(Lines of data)
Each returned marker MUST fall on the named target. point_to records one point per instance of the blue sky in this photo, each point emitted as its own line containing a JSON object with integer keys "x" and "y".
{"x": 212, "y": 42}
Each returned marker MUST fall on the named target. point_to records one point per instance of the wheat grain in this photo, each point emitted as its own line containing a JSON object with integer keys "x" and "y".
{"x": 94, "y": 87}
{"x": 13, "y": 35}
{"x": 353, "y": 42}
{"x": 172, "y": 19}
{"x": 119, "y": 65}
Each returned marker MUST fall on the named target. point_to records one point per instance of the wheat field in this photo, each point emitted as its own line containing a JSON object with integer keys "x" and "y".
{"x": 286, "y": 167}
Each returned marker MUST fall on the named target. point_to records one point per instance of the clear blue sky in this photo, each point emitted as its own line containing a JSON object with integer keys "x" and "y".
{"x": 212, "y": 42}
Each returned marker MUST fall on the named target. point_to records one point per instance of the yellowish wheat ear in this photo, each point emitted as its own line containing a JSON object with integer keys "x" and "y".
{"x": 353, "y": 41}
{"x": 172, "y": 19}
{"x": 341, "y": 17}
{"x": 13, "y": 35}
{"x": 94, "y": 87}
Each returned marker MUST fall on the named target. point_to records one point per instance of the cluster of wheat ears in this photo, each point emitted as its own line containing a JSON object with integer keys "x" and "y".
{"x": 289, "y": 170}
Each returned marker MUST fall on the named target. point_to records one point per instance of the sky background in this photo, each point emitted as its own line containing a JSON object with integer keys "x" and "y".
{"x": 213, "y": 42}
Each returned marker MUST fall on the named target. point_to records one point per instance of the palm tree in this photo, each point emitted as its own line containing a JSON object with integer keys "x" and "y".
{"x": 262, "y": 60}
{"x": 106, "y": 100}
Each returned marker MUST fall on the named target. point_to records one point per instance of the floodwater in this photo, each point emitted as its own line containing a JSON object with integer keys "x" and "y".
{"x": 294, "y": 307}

**GOAL**
Can you reproduce every line of the material above word for word, leaving nothing out and changing nothing?

**OUTPUT FOR THIS EXERCISE**
Each returned marker MUST fall on the named target. point_to records one point per instance of the blue sky in this photo, each point emitted as its own line containing a JSON object with integer keys "x" and "y".
{"x": 212, "y": 42}
Each returned marker MUST fall on the named target. point_to records one point per instance of the wheat grain in this photo, each point emitted as its own line containing a JSON object with integer keys "x" and "y".
{"x": 94, "y": 87}
{"x": 13, "y": 35}
{"x": 353, "y": 42}
{"x": 172, "y": 19}
{"x": 119, "y": 65}
Each returned marker MUST fall on the named target. point_to records one point per instance of the wheat field in this photo, each point emitted as its own line containing a JSON object with integer keys "x" and "y".
{"x": 286, "y": 167}
Each returned marker MUST fall on the named target. point_to records one point per instance of the clear blue sky in this photo, each point emitted as its own line containing a JSON object with integer keys "x" and "y".
{"x": 212, "y": 42}
Each returned marker MUST fall on the named target. point_to records one point per instance of the yellowish wheat ear in this photo, each point emitted as its own line containing a JSON object with integer keys "x" and "y".
{"x": 353, "y": 41}
{"x": 172, "y": 19}
{"x": 341, "y": 17}
{"x": 13, "y": 35}
{"x": 94, "y": 87}
Each returned marker MUST fall on the named target. point_to records one point per instance of the cluster of wheat ears in this photo, each point emitted as its own line containing a JSON object with integer keys "x" and "y".
{"x": 289, "y": 170}
Each returned marker MUST fall on the named target. point_to records one point per instance of the sky background in this photo, each point emitted as its own line containing a JSON object with integer keys "x" and "y".
{"x": 213, "y": 42}
Each returned marker MUST fall on the named target. point_to records one point per instance of the palm tree in this photo, each point emitted as its own line containing a JSON object with integer keys "x" and "y".
{"x": 262, "y": 60}
{"x": 106, "y": 100}
Each returned marker MUST fall on the named target. point_to records one point per instance of the floodwater in this photo, each point emitted as its own line containing a JSON object with integer keys "x" and "y".
{"x": 294, "y": 307}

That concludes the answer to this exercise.